[Data drawn from a collection]
● ● ● ● ●

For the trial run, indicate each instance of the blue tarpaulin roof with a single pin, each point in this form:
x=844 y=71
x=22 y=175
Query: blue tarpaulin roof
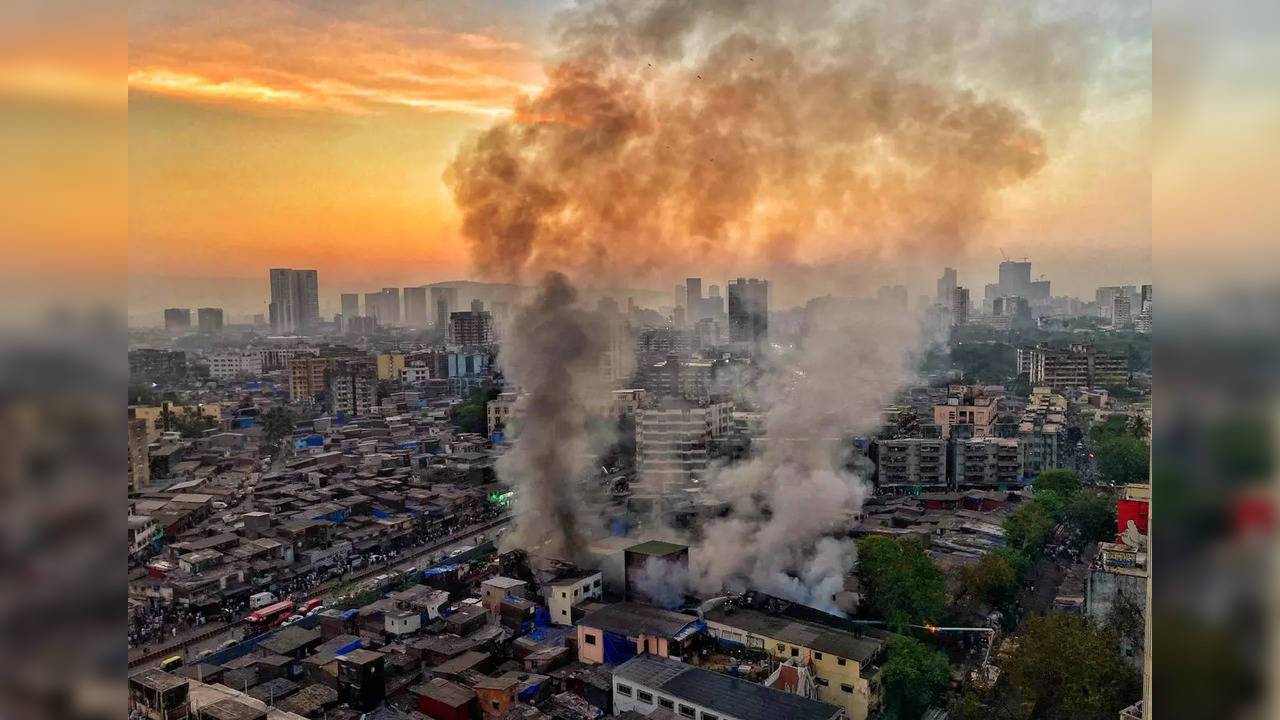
x=693 y=628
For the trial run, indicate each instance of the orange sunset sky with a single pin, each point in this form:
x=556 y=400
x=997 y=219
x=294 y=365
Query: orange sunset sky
x=315 y=135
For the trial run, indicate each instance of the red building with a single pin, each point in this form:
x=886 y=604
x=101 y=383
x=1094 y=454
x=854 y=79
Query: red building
x=1133 y=507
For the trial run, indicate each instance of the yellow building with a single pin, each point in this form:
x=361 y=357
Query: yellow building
x=391 y=365
x=846 y=666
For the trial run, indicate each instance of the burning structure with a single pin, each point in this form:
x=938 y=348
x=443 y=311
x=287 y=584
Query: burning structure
x=670 y=132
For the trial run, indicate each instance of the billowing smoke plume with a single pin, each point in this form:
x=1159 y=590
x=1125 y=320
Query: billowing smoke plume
x=675 y=132
x=662 y=582
x=794 y=501
x=552 y=354
x=672 y=132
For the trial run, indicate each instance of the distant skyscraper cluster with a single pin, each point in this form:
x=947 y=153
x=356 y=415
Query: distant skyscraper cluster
x=749 y=313
x=295 y=300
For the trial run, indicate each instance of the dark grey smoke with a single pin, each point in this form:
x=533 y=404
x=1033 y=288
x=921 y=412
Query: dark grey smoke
x=552 y=354
x=673 y=132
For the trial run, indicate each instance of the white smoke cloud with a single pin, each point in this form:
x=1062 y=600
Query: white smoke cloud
x=792 y=502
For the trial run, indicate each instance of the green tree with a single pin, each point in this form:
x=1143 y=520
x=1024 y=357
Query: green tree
x=1064 y=668
x=1092 y=516
x=1123 y=459
x=1028 y=528
x=915 y=678
x=471 y=415
x=992 y=580
x=192 y=423
x=1065 y=483
x=277 y=425
x=168 y=418
x=903 y=582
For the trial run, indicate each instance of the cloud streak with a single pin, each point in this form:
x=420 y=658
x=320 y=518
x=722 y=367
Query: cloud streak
x=334 y=64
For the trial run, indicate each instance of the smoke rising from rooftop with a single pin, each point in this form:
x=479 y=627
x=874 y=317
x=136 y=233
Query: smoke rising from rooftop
x=794 y=500
x=677 y=133
x=553 y=355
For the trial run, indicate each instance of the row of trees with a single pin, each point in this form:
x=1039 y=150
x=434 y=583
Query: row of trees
x=1121 y=451
x=1061 y=666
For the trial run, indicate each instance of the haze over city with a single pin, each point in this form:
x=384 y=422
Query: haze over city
x=640 y=359
x=291 y=135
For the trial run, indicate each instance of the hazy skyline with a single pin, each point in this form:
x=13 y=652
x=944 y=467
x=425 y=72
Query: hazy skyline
x=314 y=135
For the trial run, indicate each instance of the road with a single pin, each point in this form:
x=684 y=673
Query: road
x=215 y=634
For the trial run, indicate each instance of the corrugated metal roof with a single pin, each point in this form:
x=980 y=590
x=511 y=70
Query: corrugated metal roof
x=721 y=693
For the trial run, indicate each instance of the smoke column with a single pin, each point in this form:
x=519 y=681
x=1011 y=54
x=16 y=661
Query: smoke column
x=677 y=133
x=553 y=355
x=673 y=133
x=794 y=500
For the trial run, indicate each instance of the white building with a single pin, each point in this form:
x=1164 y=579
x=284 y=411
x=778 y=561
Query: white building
x=562 y=595
x=649 y=682
x=671 y=443
x=224 y=365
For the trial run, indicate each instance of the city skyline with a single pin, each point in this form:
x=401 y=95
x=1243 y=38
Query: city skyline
x=329 y=151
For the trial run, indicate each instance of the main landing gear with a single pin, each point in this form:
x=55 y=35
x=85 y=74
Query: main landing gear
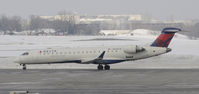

● ● ● ● ●

Render every line of all the rows above as a numbered list, skipping any blank lines. Leave the pictures out.

▶ **FINAL RESULT**
1. For the trial run, indicate each instance of the blue tarpaulin roof with a single pin, each point in this form:
2. x=844 y=71
3. x=22 y=175
4. Query: blue tarpaulin roof
5. x=693 y=628
6. For the trial run, indicate each instance of the orange sunset sky with a single pin, each point in this form:
7. x=556 y=400
8. x=997 y=219
9. x=294 y=365
10. Query: orange sunset sky
11. x=315 y=135
12. For the trial run, indicate each instance of the red building with a single pin, each point in this form:
13. x=886 y=604
14. x=101 y=383
15. x=1094 y=454
16. x=854 y=79
17. Query: red building
18. x=1133 y=507
19. For the trial run, indicate each instance of the yellow building with a single pin, each point in this form:
20. x=361 y=357
21. Query: yellow building
22. x=391 y=365
23. x=846 y=666
24. For the trial run, indicate each instance of the burning structure with a single pin, each point in this form:
25. x=938 y=348
26. x=443 y=311
27. x=287 y=584
28. Query: burning structure
29. x=670 y=132
30. For the trial run, indicate each instance of the billowing smoke plume with a single pin, each point in this form:
31. x=1159 y=590
32. x=1125 y=320
33. Query: billowing smoke plume
34. x=675 y=132
35. x=662 y=582
36. x=794 y=501
37. x=552 y=354
38. x=672 y=132
39. For the trial run, indicate each instance of the distant skyscraper cluster with a single pin, each point in this form:
40. x=947 y=153
41. x=356 y=415
42. Query: distant skyscraper cluster
43. x=749 y=313
44. x=295 y=300
45. For the trial run, indicate each instance of the dark grey smoke with a single pin, each point in this form:
46. x=533 y=404
47. x=1033 y=288
48. x=921 y=412
49. Query: dark grey smoke
50. x=552 y=354
51. x=673 y=132
52. For the trial run, indicate each instance of the white smoke cloud with a single pin, each point in this form:
53. x=1062 y=600
54. Query: white smoke cloud
55. x=792 y=502
56. For the trial run, indicate each instance of the green tree with a single pin, each point in this form:
57. x=1143 y=520
58. x=1024 y=357
59. Query: green tree
60. x=1064 y=668
61. x=1092 y=516
62. x=1123 y=459
63. x=1028 y=528
64. x=915 y=678
65. x=471 y=415
66. x=992 y=580
67. x=192 y=423
68. x=1065 y=483
69. x=277 y=425
70. x=168 y=418
71. x=903 y=582
72. For the trial run, indicate each instance of the cloud streak with a single pin, each point in this form:
73. x=420 y=658
74. x=320 y=518
75. x=722 y=367
76. Query: cloud streak
77. x=334 y=64
78. For the trial run, indicate each instance of the smoke rising from rooftop with a single pin, each point in this form:
79. x=479 y=627
80. x=874 y=317
81. x=136 y=233
82. Query: smoke rising from rooftop
83. x=794 y=500
84. x=677 y=133
85. x=553 y=355
86. For the trial run, indicate each instance of the row of trees with a single pin, each point in this form:
87. x=1039 y=150
88. x=434 y=583
89. Query: row of trees
90. x=1121 y=451
91. x=1061 y=666
92. For the trial run, indicate each instance of the haze over city with a single pin, each point in this form:
93. x=384 y=422
94. Query: haze over city
95. x=640 y=359
96. x=291 y=135
97. For the trial run, indicate each instance of the hazy skyline with a single pin, each point in this form:
98. x=13 y=652
99. x=944 y=467
100. x=425 y=72
101. Query: hazy skyline
102. x=314 y=135
103. For the trial run, indicate each instance of the road with a single pin, each point in this form:
104. x=684 y=673
105. Query: road
106. x=215 y=634
107. For the trial run, indicate each instance of the corrugated metal roof with a single pin, each point in this form:
108. x=980 y=590
109. x=511 y=70
110. Query: corrugated metal roof
111. x=721 y=693
112. For the trial run, indicate each instance of the smoke column with a single pin, each point in this form:
113. x=519 y=681
114. x=1011 y=54
115. x=16 y=661
116. Query: smoke column
117. x=677 y=133
118. x=553 y=355
119. x=673 y=133
120. x=794 y=500
121. For the trial run, indicate each instance of the white building with a single pin, each point in this form:
122. x=1164 y=579
123. x=284 y=411
124. x=778 y=561
125. Query: white building
126. x=562 y=595
127. x=649 y=682
128. x=671 y=443
129. x=224 y=365
130. For the trial run, indicate each instance of the city skyline with a single pin, each point in this form:
131. x=401 y=95
132. x=1243 y=38
133. Query: city skyline
134. x=329 y=151
135. For the trial run, indicate each instance of the main landing gear with a single pin, each point in this form:
136. x=55 y=35
137. x=85 y=74
138. Query: main landing gear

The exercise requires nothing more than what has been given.